##### DATASET #####

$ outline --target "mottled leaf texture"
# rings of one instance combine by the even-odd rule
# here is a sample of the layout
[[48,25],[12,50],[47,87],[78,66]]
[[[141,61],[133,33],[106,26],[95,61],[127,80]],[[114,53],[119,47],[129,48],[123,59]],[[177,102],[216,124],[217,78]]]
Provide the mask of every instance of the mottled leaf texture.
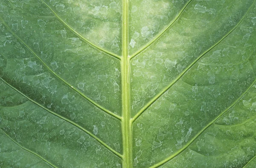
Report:
[[256,0],[0,0],[0,168],[256,168]]

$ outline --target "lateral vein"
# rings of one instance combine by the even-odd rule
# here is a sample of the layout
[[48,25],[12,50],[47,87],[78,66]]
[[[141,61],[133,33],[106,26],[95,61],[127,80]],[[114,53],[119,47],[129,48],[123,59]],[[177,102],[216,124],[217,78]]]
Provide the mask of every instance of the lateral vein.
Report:
[[40,57],[38,57],[37,55],[37,54],[33,51],[33,50],[32,48],[31,48],[29,47],[29,46],[28,46],[28,45],[27,45],[24,41],[23,41],[23,40],[22,40],[20,37],[19,37],[12,30],[12,29],[11,29],[11,28],[9,27],[9,26],[8,26],[6,24],[6,23],[3,21],[3,19],[1,17],[0,17],[0,20],[1,20],[2,21],[3,23],[8,29],[8,30],[9,30],[9,31],[11,32],[11,33],[12,33],[12,34],[14,36],[14,37],[15,37],[19,41],[20,41],[21,43],[23,43],[23,44],[24,44],[26,47],[26,48],[35,56],[35,57],[43,64],[43,65],[54,76],[55,76],[58,79],[59,79],[60,80],[61,80],[61,81],[62,81],[63,83],[64,83],[66,85],[67,85],[67,86],[68,86],[70,88],[72,88],[72,89],[73,89],[76,92],[77,92],[78,94],[80,94],[81,96],[82,96],[83,97],[84,97],[84,98],[85,98],[85,99],[86,99],[89,102],[90,102],[90,103],[91,103],[92,104],[93,104],[93,105],[95,105],[96,107],[97,107],[99,108],[101,110],[102,110],[103,111],[105,111],[105,112],[106,112],[106,113],[108,114],[109,114],[111,115],[112,117],[114,117],[116,118],[117,118],[117,119],[118,119],[118,120],[122,120],[122,117],[121,117],[118,116],[118,115],[116,114],[114,114],[113,113],[112,113],[112,112],[108,110],[107,110],[107,109],[106,109],[106,108],[104,108],[104,107],[102,107],[101,105],[99,105],[99,104],[98,104],[98,103],[97,103],[96,102],[94,102],[93,100],[91,100],[91,99],[90,99],[89,97],[88,97],[85,96],[82,92],[81,92],[81,91],[80,91],[79,90],[78,90],[75,87],[74,87],[72,85],[70,85],[70,84],[69,84],[69,83],[68,83],[65,80],[64,80],[63,79],[62,79],[61,77],[60,76],[59,76],[53,71],[52,71],[46,64],[46,63],[45,63],[44,62],[44,61],[43,61],[43,60],[42,59],[41,59],[41,58],[40,58]]
[[161,31],[160,34],[158,34],[152,41],[148,43],[146,46],[144,46],[142,48],[140,49],[138,51],[136,52],[135,54],[134,54],[133,55],[131,56],[130,59],[131,60],[138,54],[139,54],[141,52],[143,52],[147,48],[149,47],[152,44],[153,44],[155,41],[157,40],[162,35],[166,32],[172,26],[175,22],[178,20],[178,19],[180,17],[183,11],[185,10],[186,8],[189,5],[189,3],[192,1],[192,0],[189,0],[184,6],[183,8],[181,9],[181,10],[180,11],[180,12],[178,14],[177,16],[175,17],[175,18],[171,22],[170,24],[165,28],[162,31]]
[[47,7],[51,11],[52,11],[52,13],[55,15],[56,17],[57,17],[61,22],[70,30],[71,31],[73,31],[78,36],[79,36],[79,37],[80,37],[82,40],[85,41],[86,42],[87,42],[87,43],[88,43],[88,44],[90,45],[91,46],[93,46],[93,47],[98,49],[98,50],[101,51],[102,51],[105,52],[105,53],[107,54],[110,55],[112,57],[113,57],[116,58],[117,58],[118,60],[121,60],[121,57],[120,56],[99,47],[98,46],[96,45],[95,44],[93,44],[93,43],[92,43],[92,42],[91,42],[90,41],[89,41],[88,40],[86,39],[83,36],[82,36],[77,31],[76,31],[76,30],[75,30],[75,29],[74,29],[73,28],[72,28],[70,26],[69,26],[68,24],[67,24],[67,23],[66,22],[65,22],[65,21],[64,20],[63,20],[58,15],[58,14],[57,14],[57,13],[51,8],[51,7],[50,6],[49,6],[47,3],[46,3],[43,0],[39,0],[41,1],[41,2],[42,2],[42,3],[44,3],[46,6],[47,6]]
[[225,39],[229,35],[230,35],[232,32],[235,30],[236,28],[238,27],[239,25],[242,22],[242,21],[244,20],[250,9],[253,7],[253,5],[255,3],[255,1],[256,0],[254,0],[254,2],[253,3],[253,5],[250,7],[249,10],[247,11],[247,12],[245,13],[242,19],[240,20],[240,21],[238,22],[238,23],[236,24],[236,25],[232,28],[230,31],[227,33],[224,37],[223,37],[219,41],[218,41],[217,43],[211,47],[209,49],[208,49],[207,51],[203,53],[201,55],[199,56],[198,57],[196,58],[189,66],[188,66],[186,69],[183,71],[174,80],[173,80],[169,85],[168,85],[166,87],[163,91],[162,91],[160,93],[157,94],[156,96],[155,96],[152,99],[150,100],[148,103],[147,103],[145,106],[143,108],[139,111],[138,113],[136,114],[132,119],[132,122],[134,122],[146,109],[147,109],[154,102],[155,102],[160,97],[163,95],[165,93],[166,93],[169,89],[173,85],[174,85],[177,81],[180,80],[184,75],[184,74],[190,69],[190,68],[195,65],[198,60],[199,60],[202,57],[203,57],[204,55],[205,55],[207,53],[210,51],[212,49],[214,48],[216,46],[217,46],[218,44],[221,43],[224,39]]
[[49,113],[55,115],[55,116],[57,116],[57,117],[59,117],[59,118],[62,119],[66,121],[67,121],[68,122],[69,122],[70,124],[71,124],[72,125],[73,125],[75,126],[75,127],[77,127],[77,128],[80,129],[80,130],[84,131],[84,132],[85,132],[86,133],[87,133],[87,134],[88,134],[89,135],[90,135],[90,137],[91,137],[92,138],[93,138],[93,139],[94,139],[95,140],[96,140],[97,141],[98,141],[101,144],[102,144],[102,145],[103,145],[104,146],[105,146],[106,148],[107,148],[110,151],[111,151],[111,152],[112,152],[112,153],[113,153],[113,154],[114,154],[115,155],[116,155],[116,156],[118,156],[118,157],[122,158],[122,156],[121,154],[120,154],[118,152],[117,152],[117,151],[115,151],[114,149],[113,149],[113,148],[112,148],[111,147],[110,147],[110,146],[109,146],[108,145],[107,145],[106,143],[105,143],[104,142],[103,142],[102,140],[100,140],[99,138],[98,138],[97,137],[96,137],[96,136],[95,136],[94,135],[93,135],[93,134],[92,134],[91,133],[90,133],[89,131],[87,131],[87,130],[86,130],[85,128],[83,128],[83,127],[80,126],[80,125],[79,125],[79,124],[76,124],[76,123],[75,123],[75,122],[66,118],[66,117],[61,116],[61,115],[60,115],[55,112],[53,112],[51,110],[48,109],[47,108],[45,107],[43,105],[41,105],[41,104],[40,104],[40,103],[37,103],[37,102],[36,102],[35,100],[33,100],[30,99],[29,97],[28,96],[26,96],[26,95],[25,95],[24,94],[23,94],[23,93],[22,93],[21,91],[19,91],[18,89],[17,89],[17,88],[16,88],[15,87],[14,87],[14,86],[13,86],[12,85],[11,85],[10,84],[9,84],[8,82],[7,82],[5,80],[4,80],[3,78],[2,78],[1,77],[0,77],[0,79],[3,80],[3,82],[4,82],[5,83],[6,83],[7,85],[8,85],[9,86],[10,86],[10,87],[11,87],[13,89],[15,90],[16,91],[17,91],[17,92],[18,92],[19,93],[20,93],[20,94],[21,94],[22,96],[23,96],[23,97],[26,97],[26,98],[27,98],[28,100],[29,100],[30,101],[31,101],[31,102],[33,102],[33,103],[34,103],[35,104],[36,104],[37,105],[38,105],[38,106],[41,107],[41,108],[43,108],[44,109],[46,110],[47,111],[49,112]]
[[205,131],[207,128],[208,128],[210,126],[214,124],[214,122],[215,122],[220,117],[221,117],[223,114],[224,114],[227,111],[230,109],[232,107],[233,107],[240,100],[241,98],[248,91],[250,90],[250,89],[253,87],[253,86],[255,84],[256,82],[256,79],[253,81],[252,83],[249,86],[249,87],[246,89],[246,90],[235,101],[230,105],[223,112],[221,113],[214,120],[210,122],[209,122],[207,125],[206,125],[203,129],[201,130],[197,134],[196,134],[193,139],[192,139],[188,143],[187,143],[183,148],[181,148],[180,150],[178,151],[175,154],[172,155],[170,157],[166,158],[164,160],[163,160],[161,162],[159,162],[158,163],[155,164],[155,165],[151,167],[150,168],[157,168],[159,166],[160,166],[166,163],[167,162],[170,161],[172,159],[173,159],[175,157],[177,157],[177,155],[180,154],[182,152],[186,149],[188,147],[194,142],[195,140],[204,131]]
[[23,147],[21,145],[20,145],[18,142],[16,142],[16,141],[15,141],[13,138],[12,138],[11,137],[10,137],[7,134],[6,134],[5,131],[4,131],[2,128],[0,128],[0,131],[1,131],[2,132],[3,132],[6,137],[7,137],[8,138],[9,138],[11,140],[12,140],[12,142],[13,142],[16,145],[17,145],[18,146],[19,146],[22,149],[23,149],[24,150],[28,152],[34,154],[34,155],[36,156],[39,158],[41,159],[42,160],[44,160],[45,162],[46,162],[47,163],[49,164],[49,165],[50,165],[52,166],[54,168],[57,168],[57,166],[56,166],[55,165],[53,165],[52,163],[51,163],[49,161],[47,160],[46,159],[44,158],[43,157],[42,157],[39,154],[36,154],[36,153],[33,152],[32,151],[30,150],[29,149]]

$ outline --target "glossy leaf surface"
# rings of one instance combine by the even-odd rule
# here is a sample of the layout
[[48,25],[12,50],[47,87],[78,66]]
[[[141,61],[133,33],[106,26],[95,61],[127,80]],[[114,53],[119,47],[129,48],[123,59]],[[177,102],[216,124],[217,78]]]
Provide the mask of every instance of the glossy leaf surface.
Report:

#####

▶ [PROBLEM TO WORK ON]: Recast the material from its first line through the line containing "[[256,0],[0,0],[0,168],[256,168]]" as a numbered list with blank lines omitted. Leave the pictures out of the answer.

▶ [RESPONSE TO THIS TASK]:
1. $ outline --target "mottled leaf texture"
2. # rings of one instance combine by the even-odd rule
3. # here is a sample of the layout
4. [[48,25],[12,50],[47,87],[78,66]]
5. [[[141,61],[133,33],[106,26],[95,61],[127,80]],[[114,53],[119,47],[129,48],[123,59]],[[177,102],[216,124],[217,78]]]
6. Provide the mask of every instance of the mottled leaf texture.
7. Report:
8. [[256,0],[0,0],[0,168],[256,168]]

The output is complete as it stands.